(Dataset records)
⟨

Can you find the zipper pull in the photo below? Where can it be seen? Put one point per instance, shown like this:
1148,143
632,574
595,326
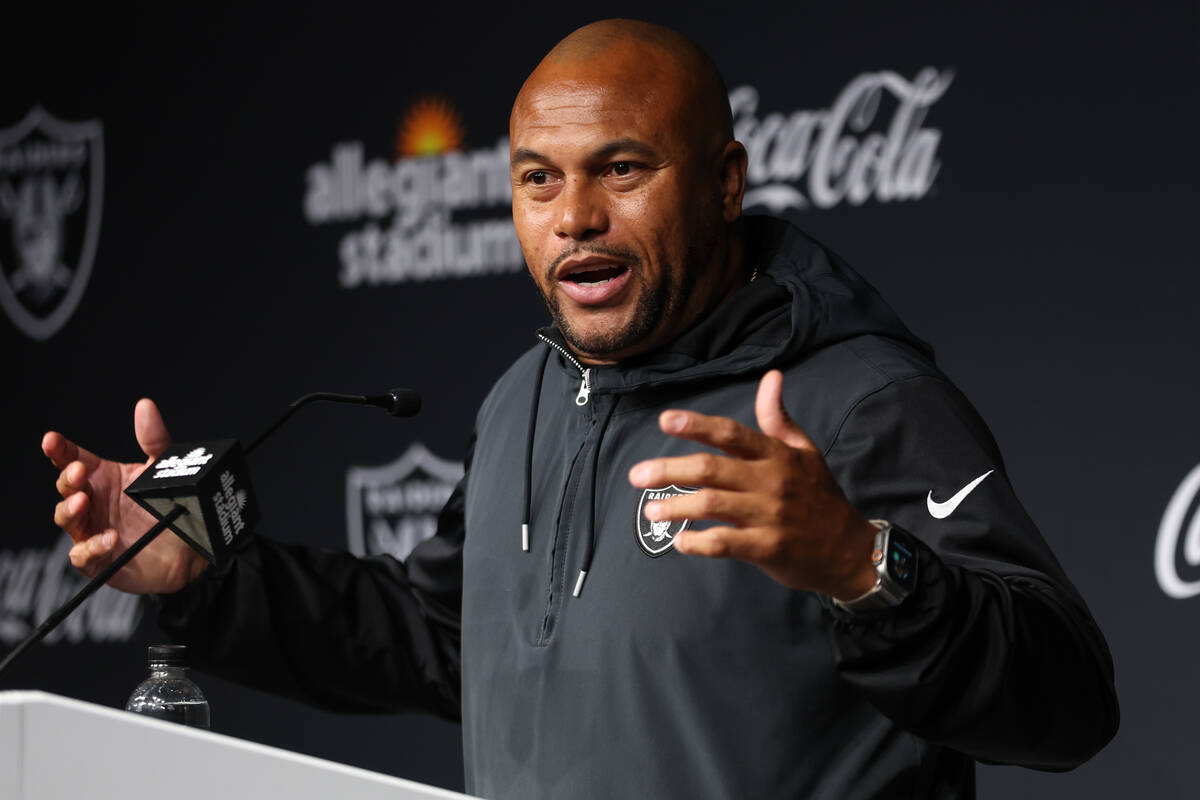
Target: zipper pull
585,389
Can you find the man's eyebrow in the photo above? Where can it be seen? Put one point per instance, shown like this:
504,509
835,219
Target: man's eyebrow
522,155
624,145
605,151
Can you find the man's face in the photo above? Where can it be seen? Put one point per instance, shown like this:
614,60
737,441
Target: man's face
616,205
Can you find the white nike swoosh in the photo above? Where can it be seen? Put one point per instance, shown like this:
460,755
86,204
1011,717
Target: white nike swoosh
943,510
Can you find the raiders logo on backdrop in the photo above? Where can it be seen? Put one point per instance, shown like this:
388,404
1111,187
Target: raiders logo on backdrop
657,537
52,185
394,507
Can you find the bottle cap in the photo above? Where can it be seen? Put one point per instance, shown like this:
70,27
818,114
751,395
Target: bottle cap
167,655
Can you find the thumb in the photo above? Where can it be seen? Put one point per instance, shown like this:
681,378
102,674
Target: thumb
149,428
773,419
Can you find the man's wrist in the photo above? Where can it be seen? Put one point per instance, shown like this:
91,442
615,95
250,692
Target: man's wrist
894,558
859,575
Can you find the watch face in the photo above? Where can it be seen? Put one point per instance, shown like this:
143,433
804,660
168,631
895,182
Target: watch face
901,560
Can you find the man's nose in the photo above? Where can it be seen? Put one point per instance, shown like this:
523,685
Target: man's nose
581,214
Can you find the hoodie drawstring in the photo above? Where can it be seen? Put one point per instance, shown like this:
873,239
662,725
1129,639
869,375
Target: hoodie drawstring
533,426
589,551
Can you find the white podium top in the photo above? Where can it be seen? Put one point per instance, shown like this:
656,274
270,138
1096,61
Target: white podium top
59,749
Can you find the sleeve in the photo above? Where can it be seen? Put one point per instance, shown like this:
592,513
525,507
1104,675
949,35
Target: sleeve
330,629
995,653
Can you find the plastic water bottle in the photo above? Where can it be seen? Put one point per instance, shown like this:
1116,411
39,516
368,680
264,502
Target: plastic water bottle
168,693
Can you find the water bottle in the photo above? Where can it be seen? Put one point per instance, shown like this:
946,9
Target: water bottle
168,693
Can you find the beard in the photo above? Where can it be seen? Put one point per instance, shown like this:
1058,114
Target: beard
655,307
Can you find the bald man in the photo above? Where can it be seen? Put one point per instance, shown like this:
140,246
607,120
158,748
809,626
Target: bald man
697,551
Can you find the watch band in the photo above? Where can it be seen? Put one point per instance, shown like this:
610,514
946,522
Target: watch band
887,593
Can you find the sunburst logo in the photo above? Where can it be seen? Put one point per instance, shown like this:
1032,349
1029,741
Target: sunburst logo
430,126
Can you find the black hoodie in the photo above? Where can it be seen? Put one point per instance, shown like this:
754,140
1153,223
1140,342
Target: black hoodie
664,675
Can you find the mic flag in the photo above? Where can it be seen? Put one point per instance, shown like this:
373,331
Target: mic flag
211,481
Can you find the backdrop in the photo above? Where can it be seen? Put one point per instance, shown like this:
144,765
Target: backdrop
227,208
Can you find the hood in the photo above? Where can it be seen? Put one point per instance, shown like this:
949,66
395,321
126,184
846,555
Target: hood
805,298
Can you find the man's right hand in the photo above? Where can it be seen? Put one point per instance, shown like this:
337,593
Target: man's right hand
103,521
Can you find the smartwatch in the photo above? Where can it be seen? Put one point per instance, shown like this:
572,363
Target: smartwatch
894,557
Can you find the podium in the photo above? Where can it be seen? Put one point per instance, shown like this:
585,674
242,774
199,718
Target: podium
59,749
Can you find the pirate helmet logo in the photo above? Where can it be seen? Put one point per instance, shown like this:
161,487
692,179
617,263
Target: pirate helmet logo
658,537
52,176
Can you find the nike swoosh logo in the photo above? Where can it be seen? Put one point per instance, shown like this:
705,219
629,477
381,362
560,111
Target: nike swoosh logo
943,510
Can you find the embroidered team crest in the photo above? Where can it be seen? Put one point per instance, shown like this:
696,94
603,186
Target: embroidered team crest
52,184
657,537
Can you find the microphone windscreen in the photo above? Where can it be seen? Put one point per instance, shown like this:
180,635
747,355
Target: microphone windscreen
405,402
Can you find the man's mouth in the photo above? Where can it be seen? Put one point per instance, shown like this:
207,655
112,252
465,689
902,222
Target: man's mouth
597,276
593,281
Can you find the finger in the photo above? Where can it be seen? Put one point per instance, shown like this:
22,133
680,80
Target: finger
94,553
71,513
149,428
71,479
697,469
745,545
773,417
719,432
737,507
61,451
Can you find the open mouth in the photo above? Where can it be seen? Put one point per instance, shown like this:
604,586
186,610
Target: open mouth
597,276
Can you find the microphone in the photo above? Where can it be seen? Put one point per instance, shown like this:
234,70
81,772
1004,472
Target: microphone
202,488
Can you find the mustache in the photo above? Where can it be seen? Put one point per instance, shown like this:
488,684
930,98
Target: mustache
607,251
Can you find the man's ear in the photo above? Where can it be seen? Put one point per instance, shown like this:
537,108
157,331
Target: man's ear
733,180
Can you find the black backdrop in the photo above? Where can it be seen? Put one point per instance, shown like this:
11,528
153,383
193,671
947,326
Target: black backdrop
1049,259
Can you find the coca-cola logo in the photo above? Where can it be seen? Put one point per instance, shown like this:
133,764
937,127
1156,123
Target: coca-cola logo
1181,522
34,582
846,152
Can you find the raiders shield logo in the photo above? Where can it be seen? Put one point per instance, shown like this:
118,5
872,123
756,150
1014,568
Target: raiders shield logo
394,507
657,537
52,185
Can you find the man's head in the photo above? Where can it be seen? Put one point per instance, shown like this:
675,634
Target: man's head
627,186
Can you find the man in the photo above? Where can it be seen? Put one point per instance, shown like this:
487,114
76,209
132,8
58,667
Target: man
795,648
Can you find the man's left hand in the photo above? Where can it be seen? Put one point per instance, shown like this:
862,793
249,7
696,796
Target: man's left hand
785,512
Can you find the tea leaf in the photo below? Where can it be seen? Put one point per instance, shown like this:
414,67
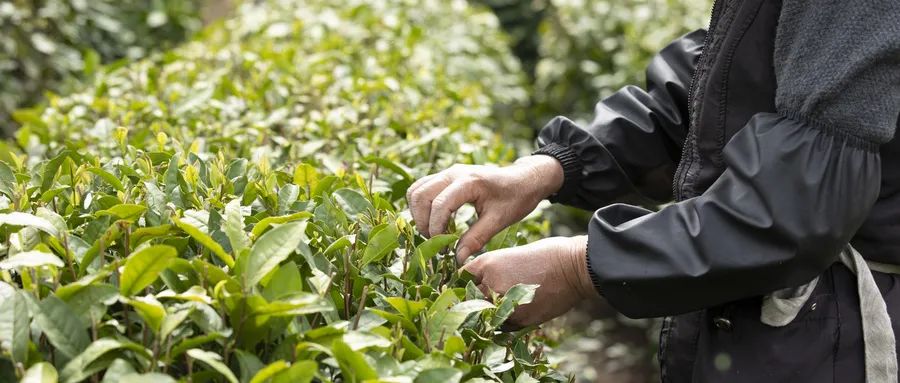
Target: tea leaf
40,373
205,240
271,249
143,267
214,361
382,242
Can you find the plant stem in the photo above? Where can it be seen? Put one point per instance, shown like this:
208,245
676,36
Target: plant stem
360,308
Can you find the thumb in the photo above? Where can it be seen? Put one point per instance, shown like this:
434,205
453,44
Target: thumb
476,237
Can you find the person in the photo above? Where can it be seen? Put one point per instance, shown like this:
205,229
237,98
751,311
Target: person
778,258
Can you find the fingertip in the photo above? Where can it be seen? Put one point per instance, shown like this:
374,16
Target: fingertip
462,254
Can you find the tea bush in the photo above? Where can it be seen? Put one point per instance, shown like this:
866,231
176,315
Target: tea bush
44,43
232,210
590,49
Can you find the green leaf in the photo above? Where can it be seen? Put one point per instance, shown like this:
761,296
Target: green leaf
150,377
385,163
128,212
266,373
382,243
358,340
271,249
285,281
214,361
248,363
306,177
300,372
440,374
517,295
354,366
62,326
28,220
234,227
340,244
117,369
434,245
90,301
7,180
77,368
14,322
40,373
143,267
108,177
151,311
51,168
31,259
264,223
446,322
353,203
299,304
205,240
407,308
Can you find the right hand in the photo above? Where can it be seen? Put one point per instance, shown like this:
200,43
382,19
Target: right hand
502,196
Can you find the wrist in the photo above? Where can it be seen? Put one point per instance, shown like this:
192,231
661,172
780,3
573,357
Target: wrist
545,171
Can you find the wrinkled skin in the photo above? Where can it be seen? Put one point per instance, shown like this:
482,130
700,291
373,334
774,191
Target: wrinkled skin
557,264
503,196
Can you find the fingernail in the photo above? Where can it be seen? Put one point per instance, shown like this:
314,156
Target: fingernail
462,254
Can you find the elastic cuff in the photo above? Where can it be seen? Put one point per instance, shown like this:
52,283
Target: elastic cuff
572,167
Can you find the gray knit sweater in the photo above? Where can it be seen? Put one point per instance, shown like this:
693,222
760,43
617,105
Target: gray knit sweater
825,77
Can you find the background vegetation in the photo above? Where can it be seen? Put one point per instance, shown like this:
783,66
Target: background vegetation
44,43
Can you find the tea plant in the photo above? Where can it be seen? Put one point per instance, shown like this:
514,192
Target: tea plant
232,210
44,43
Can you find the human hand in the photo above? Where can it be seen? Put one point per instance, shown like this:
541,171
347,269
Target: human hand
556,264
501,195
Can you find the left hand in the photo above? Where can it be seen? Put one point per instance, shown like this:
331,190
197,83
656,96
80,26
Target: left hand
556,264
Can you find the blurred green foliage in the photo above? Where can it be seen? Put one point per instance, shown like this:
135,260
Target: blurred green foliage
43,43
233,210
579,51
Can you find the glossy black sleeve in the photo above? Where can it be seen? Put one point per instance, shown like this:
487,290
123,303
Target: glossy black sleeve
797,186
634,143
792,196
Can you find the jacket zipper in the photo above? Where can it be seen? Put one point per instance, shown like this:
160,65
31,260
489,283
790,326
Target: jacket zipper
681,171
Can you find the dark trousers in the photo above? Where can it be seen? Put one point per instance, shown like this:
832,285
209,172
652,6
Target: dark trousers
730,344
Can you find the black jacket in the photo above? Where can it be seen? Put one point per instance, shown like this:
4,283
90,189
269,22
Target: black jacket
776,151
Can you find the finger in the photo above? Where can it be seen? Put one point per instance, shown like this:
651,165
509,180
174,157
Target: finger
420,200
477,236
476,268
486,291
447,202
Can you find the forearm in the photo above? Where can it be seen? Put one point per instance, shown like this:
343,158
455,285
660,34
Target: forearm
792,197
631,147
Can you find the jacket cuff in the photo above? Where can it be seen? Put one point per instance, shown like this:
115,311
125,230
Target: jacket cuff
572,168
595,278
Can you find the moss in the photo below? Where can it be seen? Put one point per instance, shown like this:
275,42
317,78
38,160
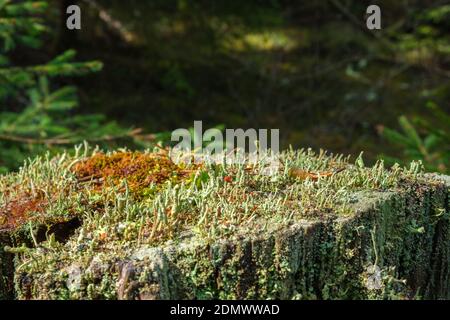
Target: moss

⟩

Look for the line that contains "Can you find the forearm", then please copy it and the rest of the lines through the end of the data, pictures excluded.

| The reply |
Can you find the forearm in the photo above? Where can it be seen? Put one point per instance, shown like this:
343,158
455,285
660,34
Target: forearm
792,197
631,147
Can you find the jacket cuff in the photo above? Where can it be seen? Put one point per instance, shown like this:
115,311
125,230
Target: jacket cuff
572,168
595,278
Can you find the moss in the photo below? Where can it be seen? Put one point per instance, shown like this:
275,42
317,78
38,160
Target: moss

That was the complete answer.